◆ Provided material:
* Begin *

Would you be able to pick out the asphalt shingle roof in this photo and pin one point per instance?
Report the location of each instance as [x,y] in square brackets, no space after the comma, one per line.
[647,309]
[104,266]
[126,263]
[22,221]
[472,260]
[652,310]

* End *

◆ Work to be completed: Could you echo back all of the rows above, character for character, without changing anything?

◆ Expected output:
Would you be able to pick out the asphalt shingle roof in this photo and pin one point per instance?
Report the location of each instance as [x,y] in square brackets, no space after the comma, one per line.
[647,309]
[104,266]
[126,263]
[22,221]
[472,260]
[652,310]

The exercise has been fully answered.